→ Records shown:
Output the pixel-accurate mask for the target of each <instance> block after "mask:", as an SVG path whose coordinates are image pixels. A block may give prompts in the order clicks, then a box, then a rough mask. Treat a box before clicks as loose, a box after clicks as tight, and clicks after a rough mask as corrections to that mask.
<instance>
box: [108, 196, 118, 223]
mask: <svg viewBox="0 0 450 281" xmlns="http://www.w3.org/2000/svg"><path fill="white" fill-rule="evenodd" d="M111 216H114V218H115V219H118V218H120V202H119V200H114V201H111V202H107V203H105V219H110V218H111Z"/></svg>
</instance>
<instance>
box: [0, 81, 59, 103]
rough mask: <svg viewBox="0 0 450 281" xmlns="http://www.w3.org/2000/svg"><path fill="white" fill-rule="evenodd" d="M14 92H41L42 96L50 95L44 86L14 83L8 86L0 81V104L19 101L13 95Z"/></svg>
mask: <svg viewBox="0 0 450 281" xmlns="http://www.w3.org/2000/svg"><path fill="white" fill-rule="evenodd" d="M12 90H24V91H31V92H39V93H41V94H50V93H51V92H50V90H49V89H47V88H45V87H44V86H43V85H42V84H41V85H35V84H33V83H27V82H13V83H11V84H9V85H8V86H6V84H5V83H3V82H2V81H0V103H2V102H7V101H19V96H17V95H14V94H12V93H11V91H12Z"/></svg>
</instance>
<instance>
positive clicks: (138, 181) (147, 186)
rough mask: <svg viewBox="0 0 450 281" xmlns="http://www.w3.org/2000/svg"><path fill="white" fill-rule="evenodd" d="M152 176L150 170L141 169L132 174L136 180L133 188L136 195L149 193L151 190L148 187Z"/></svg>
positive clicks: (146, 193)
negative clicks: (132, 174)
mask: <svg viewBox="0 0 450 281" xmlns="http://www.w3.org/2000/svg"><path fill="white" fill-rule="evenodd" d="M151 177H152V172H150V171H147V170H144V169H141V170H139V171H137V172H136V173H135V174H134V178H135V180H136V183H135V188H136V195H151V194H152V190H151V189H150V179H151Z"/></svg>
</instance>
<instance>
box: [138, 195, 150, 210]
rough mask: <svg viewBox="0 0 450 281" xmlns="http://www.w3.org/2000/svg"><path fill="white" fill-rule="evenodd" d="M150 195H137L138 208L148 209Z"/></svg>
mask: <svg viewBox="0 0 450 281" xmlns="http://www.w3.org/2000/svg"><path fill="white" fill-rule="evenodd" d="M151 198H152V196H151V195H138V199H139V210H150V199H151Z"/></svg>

→ Instructions to follow: The data above needs retyping. Reproduce each line exactly.

→ Response:
Output the pixel-accurate mask for the target of each <instance> block after "mask:", as an SVG path whose coordinates are image pixels. A block may give prompts in the order clicks, then a box, then a rough mask. Treat a box before clicks as loose, a box after clicks as tight, and clicks after a rough mask as corrections to that mask.
<instance>
box: [108, 196, 118, 223]
mask: <svg viewBox="0 0 450 281" xmlns="http://www.w3.org/2000/svg"><path fill="white" fill-rule="evenodd" d="M111 216H114V218H115V219H118V218H120V202H119V200H114V201H111V202H107V203H105V219H110V218H111Z"/></svg>
</instance>
<instance>
box: [0, 81, 59, 103]
rough mask: <svg viewBox="0 0 450 281" xmlns="http://www.w3.org/2000/svg"><path fill="white" fill-rule="evenodd" d="M14 92H41L42 96L50 95L44 86L14 83L8 86L0 81V104L19 101L13 95Z"/></svg>
mask: <svg viewBox="0 0 450 281" xmlns="http://www.w3.org/2000/svg"><path fill="white" fill-rule="evenodd" d="M12 90H24V91H31V92H39V93H41V94H50V93H51V92H50V90H49V89H47V88H45V87H44V86H43V85H42V84H41V85H35V84H33V83H27V82H13V83H11V84H9V85H8V86H6V84H5V83H3V82H2V81H0V103H2V102H7V101H19V96H17V95H14V94H12V93H11V91H12Z"/></svg>
</instance>
<instance>
positive clicks: (138, 181) (147, 186)
rough mask: <svg viewBox="0 0 450 281" xmlns="http://www.w3.org/2000/svg"><path fill="white" fill-rule="evenodd" d="M152 176L150 170L141 169L132 174L136 180L133 188L136 195L149 193L151 190L148 187Z"/></svg>
positive clicks: (146, 193)
negative clicks: (132, 174)
mask: <svg viewBox="0 0 450 281" xmlns="http://www.w3.org/2000/svg"><path fill="white" fill-rule="evenodd" d="M151 177H152V172H150V171H147V170H144V169H141V170H139V171H137V172H136V173H135V174H134V178H135V180H136V183H135V188H136V195H151V194H152V190H151V189H150V179H151Z"/></svg>
</instance>
<instance>
box: [138, 195, 150, 210]
rough mask: <svg viewBox="0 0 450 281" xmlns="http://www.w3.org/2000/svg"><path fill="white" fill-rule="evenodd" d="M150 195H137L138 208L148 209Z"/></svg>
mask: <svg viewBox="0 0 450 281" xmlns="http://www.w3.org/2000/svg"><path fill="white" fill-rule="evenodd" d="M151 198H152V196H151V195H138V199H139V210H150V199H151Z"/></svg>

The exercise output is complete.